» Aim of the exercise
Make an exact copy of the listing so that no picture is carried over.

» Records provided
[Start of section]
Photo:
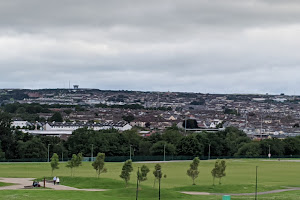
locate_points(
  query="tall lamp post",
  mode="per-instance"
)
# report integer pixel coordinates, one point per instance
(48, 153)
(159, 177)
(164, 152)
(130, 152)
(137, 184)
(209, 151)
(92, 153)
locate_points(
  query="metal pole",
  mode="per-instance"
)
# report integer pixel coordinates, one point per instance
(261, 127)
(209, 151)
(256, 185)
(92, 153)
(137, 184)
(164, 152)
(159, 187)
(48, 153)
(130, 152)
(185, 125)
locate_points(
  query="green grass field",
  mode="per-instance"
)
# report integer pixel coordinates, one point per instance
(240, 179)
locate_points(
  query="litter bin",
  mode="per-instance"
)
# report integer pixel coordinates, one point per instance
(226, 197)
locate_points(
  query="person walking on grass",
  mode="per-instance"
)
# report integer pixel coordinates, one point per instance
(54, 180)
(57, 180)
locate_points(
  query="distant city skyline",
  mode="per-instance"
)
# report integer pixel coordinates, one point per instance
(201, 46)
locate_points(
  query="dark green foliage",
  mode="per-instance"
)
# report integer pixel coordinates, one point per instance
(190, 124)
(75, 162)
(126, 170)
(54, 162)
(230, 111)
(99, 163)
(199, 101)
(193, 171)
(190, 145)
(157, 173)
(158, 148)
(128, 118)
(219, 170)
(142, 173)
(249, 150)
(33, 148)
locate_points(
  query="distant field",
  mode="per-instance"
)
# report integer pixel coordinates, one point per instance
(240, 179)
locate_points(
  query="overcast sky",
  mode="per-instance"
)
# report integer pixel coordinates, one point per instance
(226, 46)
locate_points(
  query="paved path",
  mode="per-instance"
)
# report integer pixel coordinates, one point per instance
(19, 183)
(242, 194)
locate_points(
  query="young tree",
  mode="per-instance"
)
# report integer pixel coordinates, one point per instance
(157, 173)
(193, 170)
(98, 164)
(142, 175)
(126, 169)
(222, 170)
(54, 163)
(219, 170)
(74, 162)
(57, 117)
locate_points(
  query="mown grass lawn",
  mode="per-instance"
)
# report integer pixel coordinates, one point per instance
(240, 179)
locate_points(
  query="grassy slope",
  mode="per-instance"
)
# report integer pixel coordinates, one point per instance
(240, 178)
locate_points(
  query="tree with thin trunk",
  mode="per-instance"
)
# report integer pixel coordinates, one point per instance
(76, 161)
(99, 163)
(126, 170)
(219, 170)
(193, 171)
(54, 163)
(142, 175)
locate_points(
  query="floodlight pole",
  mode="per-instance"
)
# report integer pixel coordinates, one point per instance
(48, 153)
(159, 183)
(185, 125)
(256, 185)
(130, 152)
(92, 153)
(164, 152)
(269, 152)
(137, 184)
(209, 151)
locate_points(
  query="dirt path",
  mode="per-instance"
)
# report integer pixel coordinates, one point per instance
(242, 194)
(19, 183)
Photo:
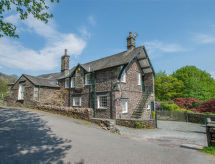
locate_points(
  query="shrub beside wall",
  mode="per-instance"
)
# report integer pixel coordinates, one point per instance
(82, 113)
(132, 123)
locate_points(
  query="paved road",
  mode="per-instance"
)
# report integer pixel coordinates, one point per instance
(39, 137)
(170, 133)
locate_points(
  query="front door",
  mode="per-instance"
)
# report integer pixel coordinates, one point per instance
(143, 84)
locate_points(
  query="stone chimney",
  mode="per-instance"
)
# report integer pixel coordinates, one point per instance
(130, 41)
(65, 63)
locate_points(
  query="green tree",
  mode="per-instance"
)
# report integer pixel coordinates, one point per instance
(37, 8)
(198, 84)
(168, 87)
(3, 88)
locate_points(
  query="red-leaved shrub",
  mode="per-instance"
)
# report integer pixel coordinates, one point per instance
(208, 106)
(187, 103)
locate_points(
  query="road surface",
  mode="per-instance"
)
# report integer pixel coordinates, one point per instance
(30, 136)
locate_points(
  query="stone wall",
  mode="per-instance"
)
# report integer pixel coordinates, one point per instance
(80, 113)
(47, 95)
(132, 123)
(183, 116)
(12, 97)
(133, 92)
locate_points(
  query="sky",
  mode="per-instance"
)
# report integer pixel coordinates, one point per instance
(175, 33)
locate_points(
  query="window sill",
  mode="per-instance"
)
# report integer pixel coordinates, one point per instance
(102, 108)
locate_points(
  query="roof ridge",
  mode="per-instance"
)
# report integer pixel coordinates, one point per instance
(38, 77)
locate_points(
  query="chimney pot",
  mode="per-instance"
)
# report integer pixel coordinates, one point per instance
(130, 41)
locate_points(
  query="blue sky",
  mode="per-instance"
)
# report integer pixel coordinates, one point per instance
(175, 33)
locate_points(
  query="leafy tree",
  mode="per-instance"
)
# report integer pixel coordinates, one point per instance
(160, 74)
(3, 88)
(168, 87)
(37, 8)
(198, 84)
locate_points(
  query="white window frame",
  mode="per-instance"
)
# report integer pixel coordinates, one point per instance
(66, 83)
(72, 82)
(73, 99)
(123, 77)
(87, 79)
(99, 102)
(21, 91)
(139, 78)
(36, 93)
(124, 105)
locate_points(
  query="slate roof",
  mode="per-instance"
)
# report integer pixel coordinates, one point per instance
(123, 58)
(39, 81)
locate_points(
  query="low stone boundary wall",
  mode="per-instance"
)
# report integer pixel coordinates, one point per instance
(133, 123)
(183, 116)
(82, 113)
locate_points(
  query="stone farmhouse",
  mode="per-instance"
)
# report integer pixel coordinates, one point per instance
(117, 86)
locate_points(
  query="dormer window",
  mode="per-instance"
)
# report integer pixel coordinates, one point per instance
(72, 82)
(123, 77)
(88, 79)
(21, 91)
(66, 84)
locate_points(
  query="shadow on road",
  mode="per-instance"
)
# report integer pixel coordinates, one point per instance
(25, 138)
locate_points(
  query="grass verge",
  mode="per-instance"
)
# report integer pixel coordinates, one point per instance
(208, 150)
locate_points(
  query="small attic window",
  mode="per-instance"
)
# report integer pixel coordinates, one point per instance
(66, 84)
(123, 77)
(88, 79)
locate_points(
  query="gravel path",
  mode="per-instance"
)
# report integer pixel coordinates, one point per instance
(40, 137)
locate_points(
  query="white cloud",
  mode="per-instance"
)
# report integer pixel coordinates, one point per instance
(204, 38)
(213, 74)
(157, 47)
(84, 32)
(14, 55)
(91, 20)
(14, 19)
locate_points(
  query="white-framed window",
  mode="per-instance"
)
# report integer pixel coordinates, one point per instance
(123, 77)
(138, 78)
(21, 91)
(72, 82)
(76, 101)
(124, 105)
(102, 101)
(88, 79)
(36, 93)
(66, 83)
[End of section]
» Answer to this problem
Photo:
locate_points(
  query="tall lamp post",
  mode="per-instance"
)
# report integer pixel coordinates, one point per instance
(48, 153)
(159, 177)
(164, 152)
(130, 152)
(137, 184)
(209, 151)
(92, 153)
locate_points(
  query="metal pole",
  mode="per-instance"
)
# report integer pixel coordinates, one point per instance
(261, 127)
(209, 151)
(256, 185)
(92, 153)
(137, 184)
(164, 152)
(159, 187)
(48, 153)
(130, 152)
(185, 125)
locate_points(
  query="green grass field",
  mode="per-instance"
)
# report integer pixel coordinates, one point per instance
(240, 179)
locate_points(
  query="litter bin",
  mode="per-instance"
)
# report integer pixel coordinates, one point per instance
(226, 197)
locate_points(
  query="person walking on grass",
  mode="per-instance"
)
# report integer pixel coordinates, one point per instance
(54, 180)
(57, 180)
locate_points(
  query="distant city skyline",
  mode="per-instance"
)
# report integer pixel coordinates, one point per instance
(201, 46)
locate_points(
  query="dark green foliage",
  mode="per-instance"
)
# report integer pixel coordinates, one point per instance
(190, 124)
(75, 162)
(126, 170)
(54, 162)
(230, 111)
(99, 163)
(199, 101)
(193, 171)
(190, 145)
(157, 173)
(158, 148)
(128, 118)
(219, 170)
(142, 173)
(249, 150)
(33, 148)
locate_points(
  query="distant field",
  mode="per-instance"
)
# report integer pixel coordinates, one point per instance
(240, 179)
locate_points(
  query="overcast sky",
  mode="per-instance"
)
# report integer pixel coordinates, one point per instance
(226, 46)
locate_points(
  query="paved path",
  mode="per-instance"
)
# report integer pixel coordinates, one point per instance
(19, 183)
(242, 194)
locate_points(
  query="young tree",
  mode="per-instance"
)
# report integer pixel coordinates, one point per instance
(157, 173)
(193, 170)
(98, 164)
(142, 175)
(126, 169)
(222, 170)
(54, 163)
(219, 170)
(74, 162)
(57, 117)
locate_points(
  query="mown grass lawn",
  mode="per-instance"
)
# report integer pixel coordinates, one point per instance
(240, 179)
locate_points(
  query="grassy slope",
  mode="per-instance"
)
# report integer pixel coordinates, one point per instance
(240, 178)
locate_points(
  query="tree with thin trunk",
  mode="per-instance"
)
# report integer pixel coordinates, one point per instance
(76, 161)
(99, 163)
(126, 170)
(219, 170)
(193, 171)
(54, 163)
(142, 175)
locate_points(
  query="floodlight pole",
  mode="per-instance"
)
# report integer pixel coordinates, one point per instance
(48, 153)
(159, 183)
(185, 125)
(256, 185)
(130, 152)
(92, 153)
(164, 152)
(269, 152)
(137, 184)
(209, 151)
locate_points(
  query="dirt path",
  mode="per-instance"
)
# report integer pixel coordinates, one point per instance
(242, 194)
(19, 183)
Photo:
locate_points(
  query="shrub beside wall",
  mode="per-instance"
)
# report integer pixel coordinates, one point per instance
(82, 113)
(132, 123)
locate_points(
  query="paved road",
  mode="per-instance"
)
# report integer pixel coordinates, one point per instance
(39, 137)
(170, 133)
locate_points(
  query="front door",
  mode="per-instance"
)
# report integer pixel coordinates, one point per instance
(143, 84)
locate_points(
  query="stone chimney",
  mode="per-instance"
)
# report integer pixel coordinates, one point per instance
(130, 41)
(65, 63)
locate_points(
  query="green tree",
  mode="per-instance"
)
# report integer pixel coordinates, one point per instance
(37, 8)
(198, 84)
(168, 87)
(3, 88)
locate_points(
  query="red-leaved shrub",
  mode="per-instance"
)
# report integer pixel coordinates, one point per instance
(208, 106)
(187, 103)
locate_points(
  query="road surface",
  mode="per-instance"
)
# report integer pixel coordinates, one point per instance
(30, 136)
locate_points(
  query="stone wall",
  mode="per-instance"
)
# report integer pixel coordinates, one point per instance
(80, 113)
(47, 95)
(132, 123)
(183, 116)
(12, 97)
(133, 92)
locate_points(
  query="sky",
  mode="per-instance"
)
# report integer pixel coordinates, one point per instance
(175, 33)
locate_points(
  query="window sill",
  mode="per-instance"
)
# report integer pixel coordinates, one point per instance
(102, 108)
locate_points(
  query="roof ridge",
  mode="per-instance"
)
# report integer pixel coordinates, one point per instance
(38, 77)
locate_points(
  query="chimney pot",
  mode="per-instance"
)
# report integer pixel coordinates, one point per instance
(130, 41)
locate_points(
  query="blue sky",
  mode="per-instance"
)
# report integer pixel coordinates, one point per instance
(175, 33)
locate_points(
  query="leafy tree",
  mode="per-instance"
)
# report integer pixel coordinates, one point per instance
(160, 74)
(3, 88)
(168, 87)
(37, 8)
(198, 84)
locate_points(
  query="white window frame",
  mode="per-instance"
)
# report integer pixel coordinates, one point per instance
(66, 83)
(72, 82)
(73, 99)
(123, 77)
(87, 79)
(99, 102)
(21, 91)
(139, 78)
(36, 93)
(124, 105)
locate_points(
  query="slate roof",
  mode="per-instance"
)
# report integer pixel coordinates, one point per instance
(123, 58)
(39, 81)
locate_points(
  query="low stone boundary wall",
  mode="per-instance"
)
# report integer pixel coordinates, one point per instance
(133, 123)
(183, 116)
(82, 113)
locate_points(
  query="stone farmhouse",
  mode="per-instance"
)
# report integer pixel coordinates, one point per instance
(117, 86)
locate_points(
  query="dormer window",
  mode="per-instance"
)
# report integer pixel coordinates, one point per instance
(72, 82)
(123, 77)
(88, 79)
(21, 91)
(66, 84)
locate_points(
  query="shadow on road",
  mode="per-instance"
)
# report integer pixel coordinates, one point per instance
(25, 138)
locate_points(
  query="grass verge",
  mode="per-instance"
)
# report integer pixel coordinates, one point per instance
(208, 150)
locate_points(
  query="small attic window",
  mode="per-instance"
)
# report integer pixel coordinates, one point per instance
(66, 84)
(123, 77)
(88, 79)
locate_points(
  query="gravel path",
  mode="per-instance"
)
# report integer pixel coordinates, one point per instance
(40, 137)
locate_points(
  query="white cloud",
  mode="per-instance"
)
# report integer pixel coordinates, one point per instance
(204, 38)
(213, 74)
(157, 47)
(84, 32)
(14, 55)
(91, 20)
(14, 19)
locate_points(
  query="white-framed window",
  mode="per-instance"
)
# report integer pixel coordinates, one point per instance
(123, 77)
(138, 78)
(21, 91)
(72, 82)
(76, 101)
(124, 105)
(102, 101)
(88, 79)
(36, 93)
(66, 83)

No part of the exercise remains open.